Update the file paths if your data is stored in a different directory.

In [None]:
# Data loading
X_test_0 = np.load('./data/X_me.npy')
Y_test_0 = np.load('./data/Y_me.npy')
X_train_0 = np.load('./data/X.npy')
y_train_0 = np.load('./data/y.npy')

print('X_train shape:', X_train_0.shape)
print('y_train shape:', y_train_0.shape)
print('X_test shape:', X_test_0.shape)
print('Y_test shape:', Y_test_0.shape)


## 4. Loss Function and Basic Plotting Utilities

This cell defines:
- `calculate_class_weights`: Computes positive and negative class weights based on label distribution.
- `weighted_binary_crossentropy_loss`: A weighted binary cross-entropy loss that handles class imbalance.
- `plot_roc_pr_curves`: A helper function to plot ROC and Precision–Recall curves for a single prediction run.

In [None]:
# Define weighted loss and basic ROC/PR plotting
def calculate_class_weights(y_true):
    pos_weight = tf.reduce_sum(1 - y_true) / tf.reduce_sum(y_true)

RECORDS:
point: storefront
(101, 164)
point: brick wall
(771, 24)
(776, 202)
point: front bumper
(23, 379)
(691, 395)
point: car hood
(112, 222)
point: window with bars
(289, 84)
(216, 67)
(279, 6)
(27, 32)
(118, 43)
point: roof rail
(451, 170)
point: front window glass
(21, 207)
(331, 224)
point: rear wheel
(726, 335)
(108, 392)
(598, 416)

==

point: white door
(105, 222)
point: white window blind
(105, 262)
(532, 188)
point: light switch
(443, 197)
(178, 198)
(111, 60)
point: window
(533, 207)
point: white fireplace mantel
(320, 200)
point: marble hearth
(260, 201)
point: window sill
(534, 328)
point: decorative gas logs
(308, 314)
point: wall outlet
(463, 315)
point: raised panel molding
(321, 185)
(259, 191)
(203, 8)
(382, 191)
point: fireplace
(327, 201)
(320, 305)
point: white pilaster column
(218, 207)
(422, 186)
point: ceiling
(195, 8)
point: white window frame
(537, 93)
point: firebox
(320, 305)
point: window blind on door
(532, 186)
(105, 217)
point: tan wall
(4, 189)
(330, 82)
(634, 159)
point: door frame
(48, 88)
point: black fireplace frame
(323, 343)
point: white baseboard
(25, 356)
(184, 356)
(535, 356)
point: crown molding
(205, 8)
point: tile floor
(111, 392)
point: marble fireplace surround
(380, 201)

DIRECTION 1:
Using the notebook text, answer:
(a) From which file is X_train_0 loaded?
(b) Which function plots ROC and Precision–Recall curves?
(c) What should be updated if the data is kept in a different directory?
DIRECTION 2:
Decide whether each statement agrees with the notebook text. Answer yes or no, and quote the words that settle it.
(a) The test features X_test_0 are loaded from './data/X_me.npy'.
(b) The weighted binary cross-entropy loss is meant to handle class imbalance.
(c) `plot_roc_pr_curves` plots curves for several prediction runs at once.

FULL ANSWER 1:
(a) './data/X.npy'
(b) `plot_roc_pr_curves`
(c) The file paths

FULL ANSWER 2:
(a) Yes: "X_test_0 = np.load('./data/X_me.npy')"
(b) Yes: "A weighted binary cross-entropy loss that handles class imbalance."
(c) No: "for a single prediction run"